→ **Work instructions**
Could you restate every entry word for word, minus the pictures?

→ **Records shown**
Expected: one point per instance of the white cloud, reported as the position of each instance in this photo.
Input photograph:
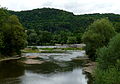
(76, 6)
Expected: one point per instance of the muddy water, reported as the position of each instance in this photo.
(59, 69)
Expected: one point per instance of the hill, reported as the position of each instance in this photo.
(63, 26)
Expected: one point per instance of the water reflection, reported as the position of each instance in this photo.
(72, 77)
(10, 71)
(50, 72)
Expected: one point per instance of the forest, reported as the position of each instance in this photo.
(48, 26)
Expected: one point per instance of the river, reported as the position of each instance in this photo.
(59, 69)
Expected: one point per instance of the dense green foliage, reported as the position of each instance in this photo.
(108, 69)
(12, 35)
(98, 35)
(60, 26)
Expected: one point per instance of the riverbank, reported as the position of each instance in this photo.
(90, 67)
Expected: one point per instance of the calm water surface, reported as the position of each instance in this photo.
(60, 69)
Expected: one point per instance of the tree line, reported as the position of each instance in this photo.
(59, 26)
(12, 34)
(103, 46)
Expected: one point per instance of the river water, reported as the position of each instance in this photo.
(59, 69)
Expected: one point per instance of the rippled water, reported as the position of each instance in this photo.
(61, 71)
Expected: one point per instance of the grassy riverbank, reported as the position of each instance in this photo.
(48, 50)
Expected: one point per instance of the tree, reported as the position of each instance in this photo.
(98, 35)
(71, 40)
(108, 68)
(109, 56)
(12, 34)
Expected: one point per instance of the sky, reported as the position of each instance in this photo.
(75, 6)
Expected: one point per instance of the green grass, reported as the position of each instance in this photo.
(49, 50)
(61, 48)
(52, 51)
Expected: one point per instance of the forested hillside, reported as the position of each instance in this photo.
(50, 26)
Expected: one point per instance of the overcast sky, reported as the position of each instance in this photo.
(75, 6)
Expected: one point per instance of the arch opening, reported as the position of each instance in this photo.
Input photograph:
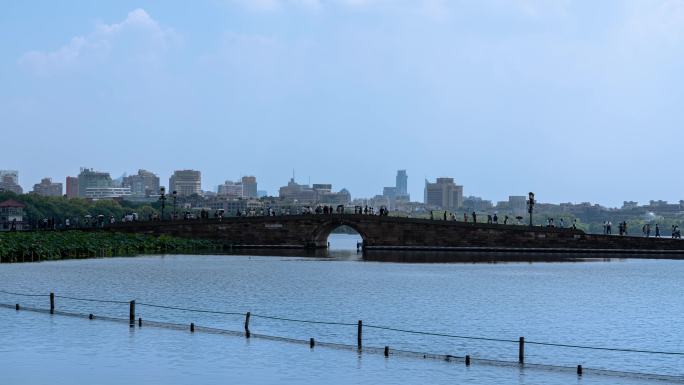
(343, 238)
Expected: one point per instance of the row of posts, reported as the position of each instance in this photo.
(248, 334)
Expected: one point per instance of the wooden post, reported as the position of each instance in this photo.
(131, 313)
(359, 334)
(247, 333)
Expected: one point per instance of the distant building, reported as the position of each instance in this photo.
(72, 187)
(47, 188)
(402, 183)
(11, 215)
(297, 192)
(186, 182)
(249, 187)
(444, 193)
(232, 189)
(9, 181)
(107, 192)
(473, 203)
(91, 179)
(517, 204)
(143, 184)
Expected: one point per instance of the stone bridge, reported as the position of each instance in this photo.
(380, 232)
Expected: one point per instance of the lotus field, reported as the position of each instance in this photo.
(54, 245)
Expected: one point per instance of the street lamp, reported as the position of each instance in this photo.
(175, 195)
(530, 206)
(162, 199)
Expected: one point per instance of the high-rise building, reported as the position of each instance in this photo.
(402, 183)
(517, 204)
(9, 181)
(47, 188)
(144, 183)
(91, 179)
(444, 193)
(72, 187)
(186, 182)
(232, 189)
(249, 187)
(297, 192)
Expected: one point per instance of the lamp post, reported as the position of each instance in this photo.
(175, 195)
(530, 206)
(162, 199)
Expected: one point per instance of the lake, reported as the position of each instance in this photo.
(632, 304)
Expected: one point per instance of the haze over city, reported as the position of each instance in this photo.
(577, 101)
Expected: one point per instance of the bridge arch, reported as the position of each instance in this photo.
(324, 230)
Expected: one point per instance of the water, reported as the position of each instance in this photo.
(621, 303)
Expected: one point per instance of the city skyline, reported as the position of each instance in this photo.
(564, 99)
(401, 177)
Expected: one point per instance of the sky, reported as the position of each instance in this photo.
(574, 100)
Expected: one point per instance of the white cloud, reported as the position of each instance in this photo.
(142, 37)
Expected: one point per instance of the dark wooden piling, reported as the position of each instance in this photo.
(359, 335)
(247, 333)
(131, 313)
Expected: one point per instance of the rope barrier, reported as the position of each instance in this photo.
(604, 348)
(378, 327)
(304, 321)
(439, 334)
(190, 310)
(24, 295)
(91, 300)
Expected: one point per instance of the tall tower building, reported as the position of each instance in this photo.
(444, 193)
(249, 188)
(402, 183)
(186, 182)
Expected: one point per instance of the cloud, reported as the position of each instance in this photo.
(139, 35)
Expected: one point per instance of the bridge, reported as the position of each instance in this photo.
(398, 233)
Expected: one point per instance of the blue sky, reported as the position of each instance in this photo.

→ **Result**
Expected: one point per instance of the white cloud, reported as the position of each instance in this photo.
Input photograph:
(76, 6)
Expected: one point per instance of the muddy water, reported as the position of each instance in this photo.
(59, 69)
Expected: one point per instance of the hill, reported as the position of each instance in this photo.
(63, 26)
Expected: one point per instance of the water reflection, reported as the position of each instance in this photo.
(72, 77)
(10, 71)
(50, 72)
Expected: one point per instance of the forest, reported as the position of each instance in this photo.
(48, 26)
Expected: one point per instance of the river, reported as the position of each instance in this photo.
(59, 69)
Expected: one point per instance of the dense green foliage, reported as the position of each instance in this photo.
(108, 69)
(12, 35)
(98, 35)
(60, 26)
Expected: one point per instance of the riverbank, reported as the position of each instance in this photo.
(90, 67)
Expected: one point per instance of the calm water surface, reported as the position of each instance in this photo.
(60, 69)
Expected: one point per instance of the tree line, reported as the position of each instance in this photo.
(59, 26)
(12, 34)
(103, 46)
Expected: one point per instance of the river water, reported as the position of each instance in this photo.
(59, 69)
Expected: one point per instance of the rippled water, reported as the position of each instance in this photo.
(61, 71)
Expected: one point per instance of the grassy riverbank, reported as the position of each instance in this photo.
(48, 50)
Expected: one point per instance of the tree, reported as the position of each instance in this photo.
(98, 35)
(71, 40)
(108, 68)
(109, 56)
(12, 34)
Expected: one point per instance of the sky, reported as the position of each instance in this photo.
(75, 6)
Expected: one point per instance of the green grass, reported as the position of each instance in this photo.
(49, 50)
(61, 48)
(52, 51)
Expected: one point per instance of the forested hillside, reported as the position of each instance in this photo.
(50, 26)
Expected: one point per instance of the overcast sky, reported as the position of each instance in this photo.
(75, 6)
Expected: one point per instance of the arch opening, reported as the position of each instance in this photo.
Input photograph:
(343, 238)
Expected: one point per instance of the row of posts, reported as the position of each instance in this photo.
(248, 334)
Expected: one point per instance of the wooden post, reported as the position of each instance in this photo.
(131, 313)
(359, 334)
(247, 333)
Expected: one point per instance of the distant building, reported as the position of each instance in this photo.
(72, 187)
(47, 188)
(402, 183)
(11, 215)
(297, 192)
(186, 182)
(249, 187)
(444, 193)
(232, 189)
(9, 181)
(107, 192)
(473, 203)
(91, 179)
(517, 204)
(143, 184)
Expected: one point per instance of the stone bridge, reported as the position of each instance in this photo.
(380, 232)
Expected: one point per instance of the lotus field, reported as the position of each instance in this photo.
(54, 245)
Expected: one point per instance of the street lamp, reported as the position of each instance in this photo.
(175, 195)
(530, 206)
(162, 199)
Expected: one point per instance of the high-rise building, reported as the position of each instance in this photo.
(402, 183)
(517, 204)
(9, 181)
(47, 188)
(144, 183)
(91, 179)
(444, 193)
(72, 187)
(186, 182)
(232, 189)
(249, 187)
(297, 192)
Expected: one point per instance of the lamp post, reported as the position of each instance in this photo.
(175, 195)
(530, 206)
(162, 199)
Expected: one point per instance of the lake, reported as the position of each instance in this photo.
(632, 304)
Expected: one point per instance of the haze over city, reported as the position of each instance in this photo.
(577, 101)
Expected: one point per instance of the bridge arch, reported as the position of each instance in this photo.
(324, 230)
Expected: one point per instance of the water, reported as the position of each instance in this photo.
(621, 303)
Expected: one point per instance of the city skyline, reported as the position of each instance in this photo.
(564, 99)
(401, 177)
Expected: one point per instance of the sky, reported as the position of each instance in this photo.
(574, 100)
Expected: one point per instance of the white cloud, reported as the position of each instance in this photo.
(142, 37)
Expected: one point per instance of the dark wooden piling, reported as the position of each instance in this photo.
(359, 335)
(247, 333)
(131, 313)
Expected: one point per instance of the rope barrier, reported as the position of each instance in this photo.
(604, 348)
(378, 327)
(304, 321)
(439, 334)
(190, 310)
(24, 295)
(91, 300)
Expected: one point per instance of the tall tower building, reported as the position of each instance in this photo.
(444, 193)
(249, 188)
(402, 183)
(186, 182)
Expected: one point per instance of the cloud, reported as the position of each instance in this photo.
(139, 35)
Expected: one point per instance of the bridge, reported as the position of each instance in this photo.
(398, 233)
Expected: one point per instance of the blue sky, reported as the position of each instance in this photo.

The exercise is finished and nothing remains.